* BEGIN DATASET ROWS *
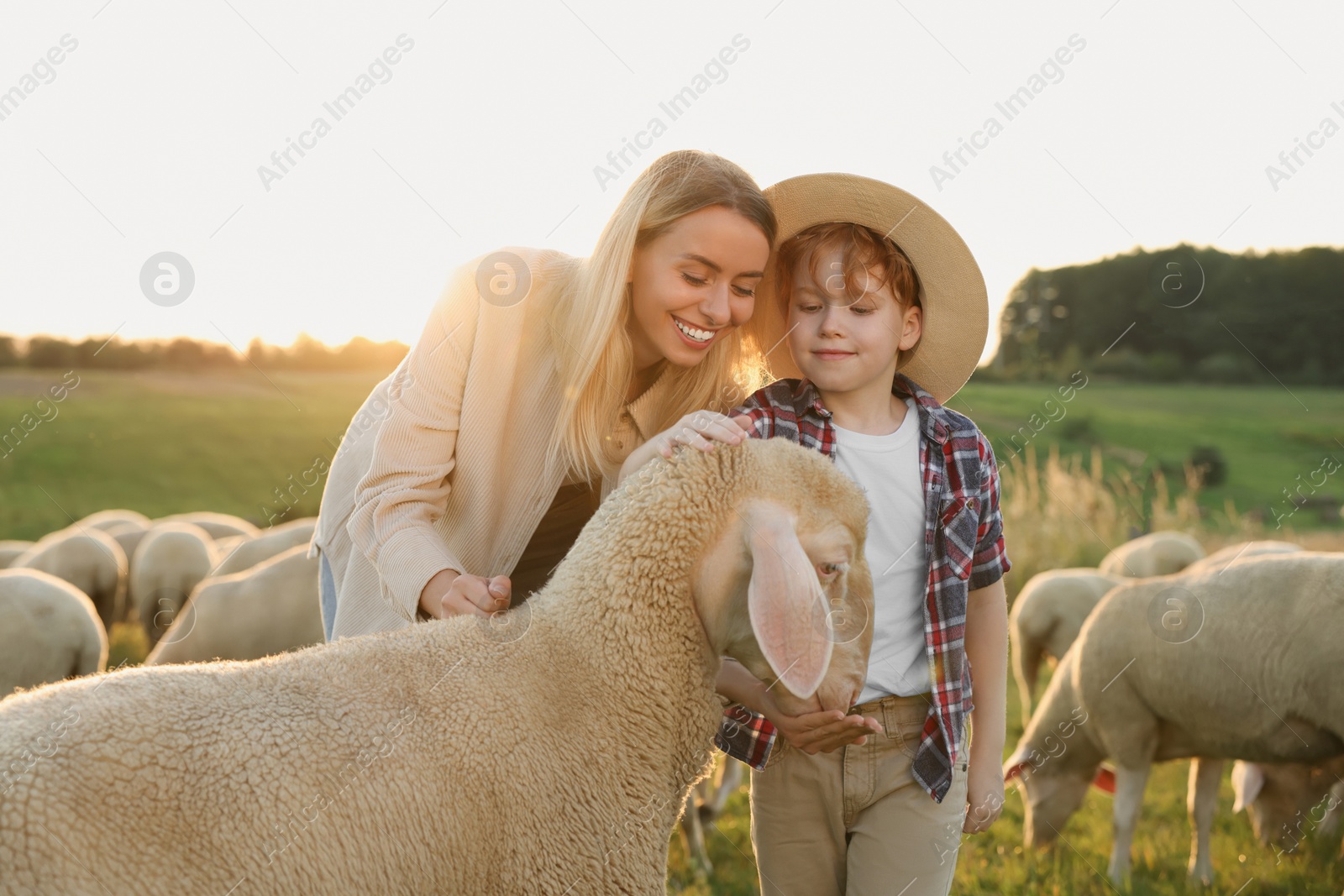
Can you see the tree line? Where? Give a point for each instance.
(181, 354)
(1180, 313)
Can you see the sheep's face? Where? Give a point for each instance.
(1050, 799)
(1287, 801)
(790, 595)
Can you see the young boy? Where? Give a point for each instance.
(877, 802)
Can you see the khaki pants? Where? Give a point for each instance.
(853, 821)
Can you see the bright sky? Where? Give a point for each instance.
(148, 136)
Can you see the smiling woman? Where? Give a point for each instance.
(508, 421)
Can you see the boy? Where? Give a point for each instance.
(850, 805)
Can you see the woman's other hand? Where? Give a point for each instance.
(452, 593)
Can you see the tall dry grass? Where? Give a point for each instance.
(1061, 513)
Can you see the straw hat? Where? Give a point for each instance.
(956, 305)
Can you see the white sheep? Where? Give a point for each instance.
(1209, 664)
(1047, 616)
(1292, 801)
(1153, 553)
(49, 631)
(268, 609)
(11, 550)
(219, 526)
(1218, 560)
(250, 551)
(89, 559)
(548, 750)
(105, 520)
(128, 535)
(170, 562)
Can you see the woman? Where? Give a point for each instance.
(537, 375)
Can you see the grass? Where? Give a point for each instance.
(996, 864)
(161, 443)
(170, 443)
(1268, 436)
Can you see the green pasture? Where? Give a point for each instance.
(165, 443)
(168, 443)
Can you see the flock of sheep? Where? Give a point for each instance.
(546, 750)
(203, 586)
(1164, 653)
(465, 755)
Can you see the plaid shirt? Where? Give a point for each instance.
(964, 548)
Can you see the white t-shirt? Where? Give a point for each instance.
(887, 469)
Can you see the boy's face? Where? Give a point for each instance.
(840, 343)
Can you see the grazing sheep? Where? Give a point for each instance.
(1211, 665)
(170, 562)
(1153, 553)
(252, 551)
(1218, 560)
(1289, 801)
(129, 537)
(268, 609)
(89, 559)
(1047, 616)
(105, 520)
(546, 750)
(11, 550)
(219, 526)
(49, 631)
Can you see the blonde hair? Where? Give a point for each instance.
(595, 358)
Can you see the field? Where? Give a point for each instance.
(246, 445)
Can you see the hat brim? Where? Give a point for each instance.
(956, 304)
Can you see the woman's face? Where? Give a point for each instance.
(691, 284)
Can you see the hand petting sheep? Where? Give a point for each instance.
(544, 750)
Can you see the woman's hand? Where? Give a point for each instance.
(701, 429)
(452, 593)
(696, 429)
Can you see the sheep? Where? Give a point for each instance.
(89, 559)
(1220, 559)
(49, 631)
(705, 804)
(11, 550)
(252, 551)
(1218, 665)
(1153, 553)
(105, 520)
(1047, 616)
(1288, 801)
(219, 526)
(548, 748)
(246, 616)
(129, 537)
(170, 562)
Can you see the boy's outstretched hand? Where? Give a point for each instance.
(984, 797)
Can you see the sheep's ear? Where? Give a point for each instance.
(1247, 781)
(786, 605)
(1105, 779)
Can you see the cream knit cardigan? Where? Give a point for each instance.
(444, 464)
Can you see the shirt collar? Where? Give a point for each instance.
(933, 417)
(649, 402)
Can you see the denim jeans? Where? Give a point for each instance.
(327, 589)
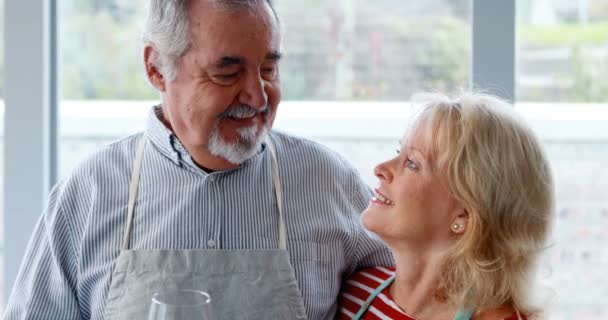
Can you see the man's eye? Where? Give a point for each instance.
(269, 73)
(227, 76)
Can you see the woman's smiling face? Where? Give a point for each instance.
(412, 201)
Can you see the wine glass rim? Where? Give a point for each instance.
(204, 301)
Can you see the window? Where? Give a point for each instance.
(562, 87)
(2, 156)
* END DATASET ROWS *
Transcribe every line in the entries above, taking out only the images.

Can you see the tree line? Where? Give a point for each instance.
(181, 354)
(1180, 313)
Can you see the sheep's face? Where? Give a point for each instance.
(1050, 799)
(1287, 801)
(790, 595)
Can you see the young boy? Where? Give a point for each instance.
(877, 802)
Can you see the khaki pants? Where? Give a point for each instance.
(853, 821)
Can you see the bright sky? Where? Give a point for each instance.
(148, 136)
Can you see the smiling woman? Where? Give a point for each instance.
(508, 421)
Can you see the boy? Where? Give a point for each instance.
(850, 805)
Can you see the woman's other hand? Where? Give a point for each instance.
(452, 593)
Can you see the tall dry grass? Where? Give a point for each instance.
(1061, 513)
Can you see the straw hat? Where? Give a point for each instance.
(956, 305)
Can you see the white sheep? Where? Give a point for each instance.
(1209, 664)
(1047, 616)
(1292, 801)
(1153, 553)
(49, 631)
(268, 609)
(11, 550)
(219, 526)
(1218, 560)
(250, 551)
(89, 559)
(548, 750)
(105, 520)
(128, 535)
(170, 562)
Can you see the woman? Where? Give a point for each instance.
(537, 375)
Can you see the grass? Where? Give a point for each instance.
(996, 864)
(161, 443)
(170, 443)
(1268, 436)
Can you see the green pasture? Where? Give a point for each instance.
(165, 443)
(168, 443)
Can you see the flock of sheep? Where? Give a point for each instance.
(546, 750)
(203, 586)
(1164, 653)
(465, 755)
Can you see the plaid shirt? Where? Give a point for each instance.
(964, 548)
Can you see the white t-shirt? Where? Give a point for each instance.
(887, 469)
Can you see the boy's face? Where? Give a point for each instance.
(840, 343)
Can you see the grazing sheep? Where? Give a point for each instance.
(1211, 665)
(170, 562)
(1153, 553)
(252, 551)
(1218, 560)
(1289, 801)
(129, 537)
(268, 609)
(89, 559)
(1047, 616)
(105, 520)
(546, 750)
(11, 550)
(219, 526)
(49, 631)
Can you see the blonde hair? Where? Give a point for each instance.
(595, 358)
Can you see the field? Where? Give a point for each instance.
(246, 445)
Can you see the hat brim? Where? Give a point for each instance.
(956, 304)
Can you see the woman's face? Where? Give a point for each instance.
(691, 284)
Can you see the hand petting sheep? Where? Give a point for each instance.
(544, 750)
Can you see the woman's hand? Where? Give a point for each instance.
(701, 429)
(452, 593)
(696, 429)
Can you see the sheep? Where? Give a point for each instance.
(89, 559)
(1220, 559)
(49, 631)
(705, 804)
(11, 550)
(252, 551)
(1218, 665)
(1153, 553)
(105, 520)
(1047, 616)
(1288, 801)
(219, 526)
(548, 748)
(246, 616)
(129, 537)
(170, 562)
Can you see the boy's outstretched hand? Where? Give a point for each instance.
(984, 797)
Can you see the sheep's ear? Where? Give a point for each instance.
(1247, 781)
(786, 605)
(1105, 779)
Can you see the cream knit cardigan? Where? Give a point for each instance.
(444, 464)
Can you see the shirt collar? Where? Give a point for each instance.
(933, 417)
(649, 402)
Can you see the denim jeans? Where? Give a point for each instance.
(327, 589)
Can you see the man's eye? Where? Give a point for each instance.
(269, 73)
(227, 76)
Can you see the woman's smiling face? Where? Give a point for each instance.
(412, 201)
Can you see the wine glass rim? Where? Give a point for each instance.
(204, 301)
Can you see the window? Where? Give a point for each instance.
(562, 87)
(2, 156)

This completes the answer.